### YOUR TASK
Find every line in the entries below that contains the word "query", and copy each of those lines in full.

### EXERCISE MATERIALS
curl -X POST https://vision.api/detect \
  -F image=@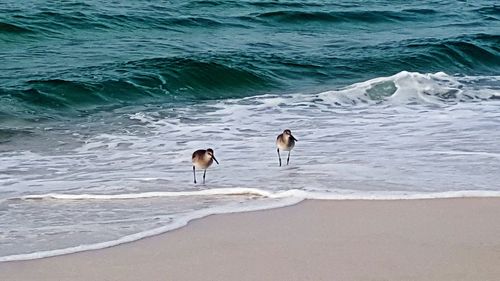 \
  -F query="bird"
[191,148,219,184]
[276,129,297,167]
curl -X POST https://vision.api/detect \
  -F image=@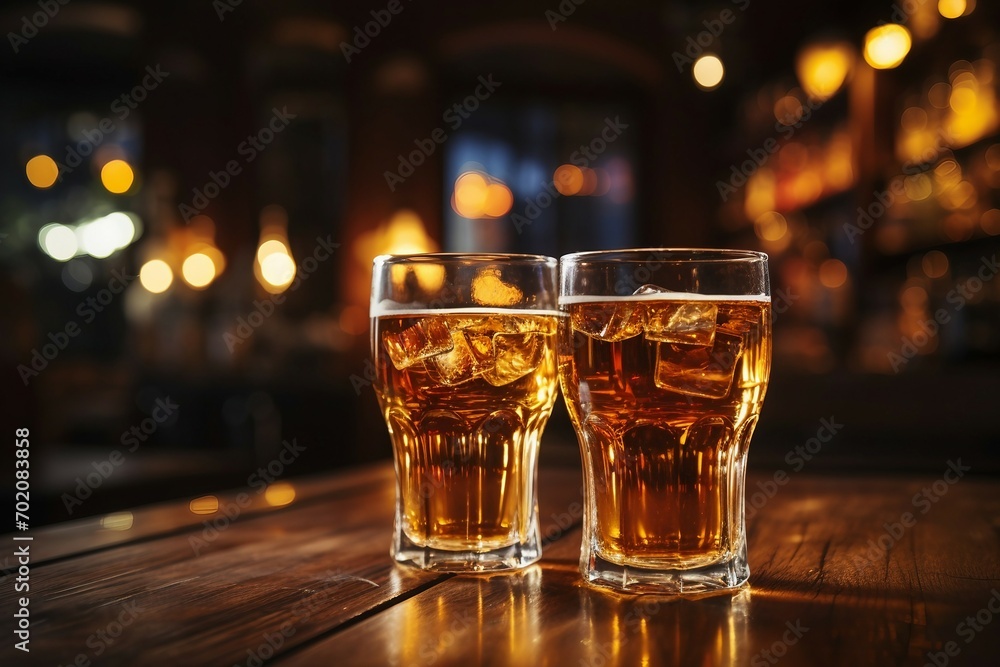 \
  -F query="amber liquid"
[559,297,771,568]
[372,311,558,551]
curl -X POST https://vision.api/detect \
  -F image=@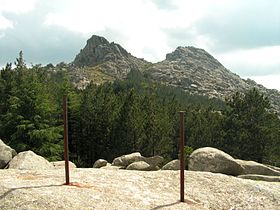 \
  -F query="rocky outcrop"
[51,160,77,169]
[188,147,244,176]
[73,35,149,79]
[0,139,17,169]
[162,160,180,170]
[112,152,144,168]
[70,35,280,116]
[235,159,280,176]
[69,35,280,116]
[126,161,150,171]
[93,159,108,168]
[238,174,280,182]
[7,151,54,170]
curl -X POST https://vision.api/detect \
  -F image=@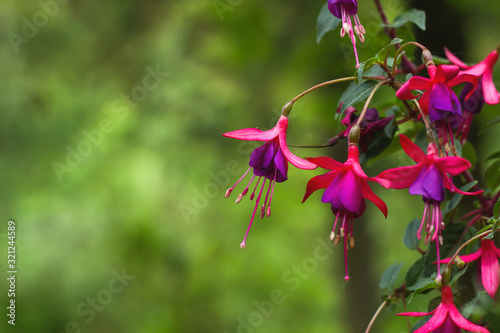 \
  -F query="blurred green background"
[0,0,500,333]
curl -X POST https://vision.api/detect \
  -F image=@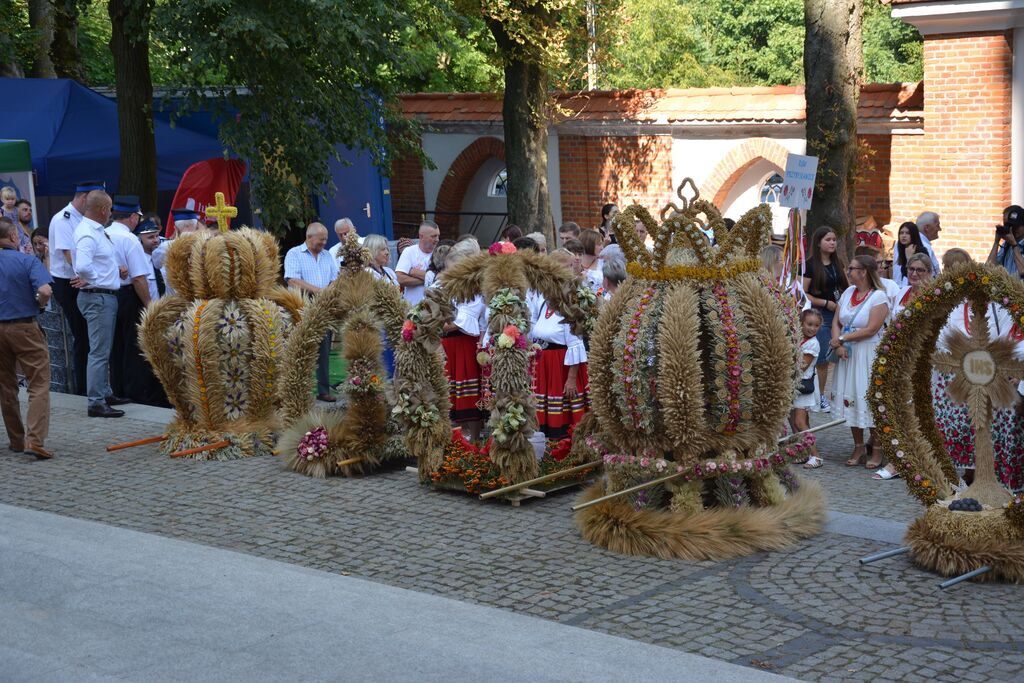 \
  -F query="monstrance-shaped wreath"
[932,309,1024,508]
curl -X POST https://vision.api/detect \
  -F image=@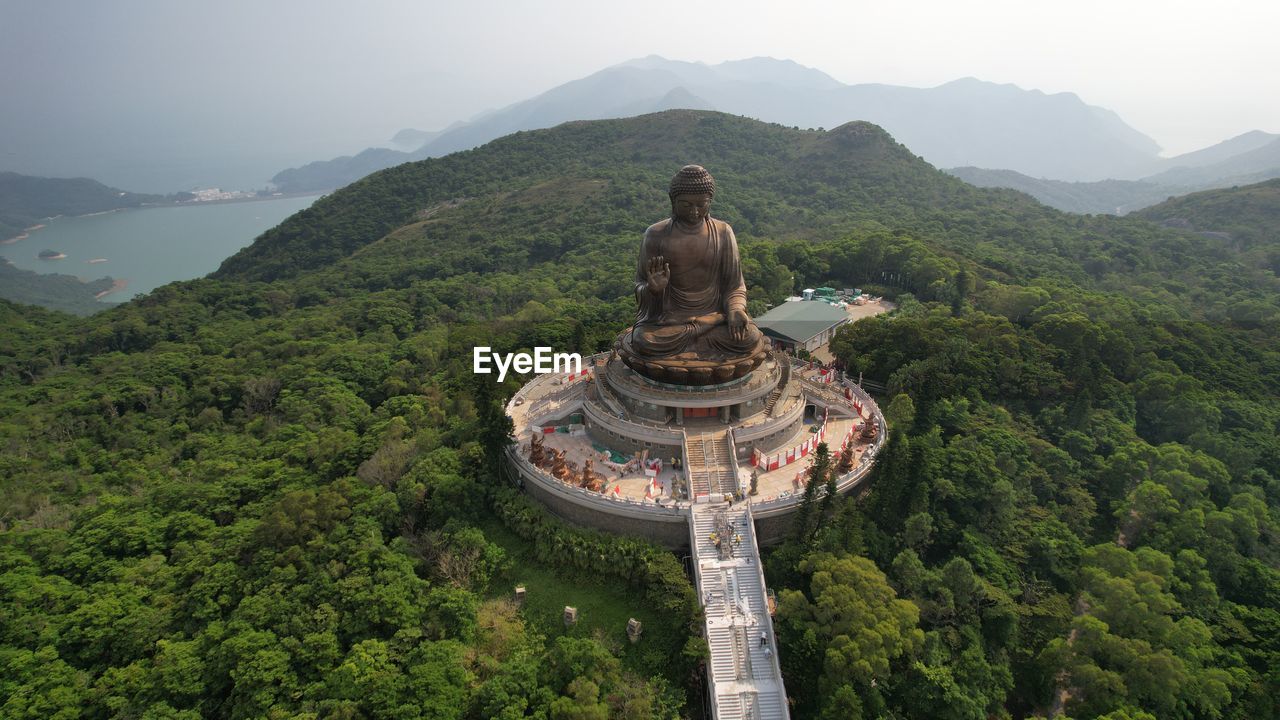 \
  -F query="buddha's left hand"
[728,307,748,340]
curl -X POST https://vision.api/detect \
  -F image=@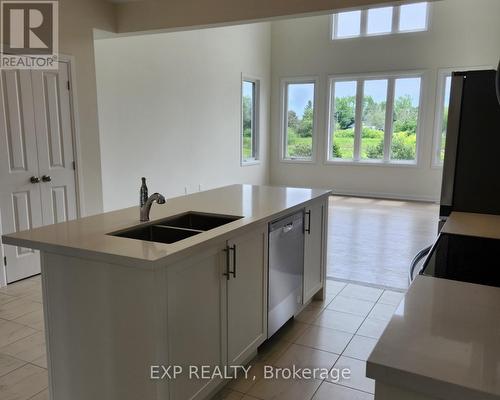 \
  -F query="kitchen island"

### SOLUTION TO THE EXERCISE
  -F query="bird"
  -F query="amber liquid"
  -F query="rocky outcrop"
  -F query="blurred green background"
  -F query="monstrance-shaped wreath"
  -F query="buddha's left hand"
  -F query="kitchen island"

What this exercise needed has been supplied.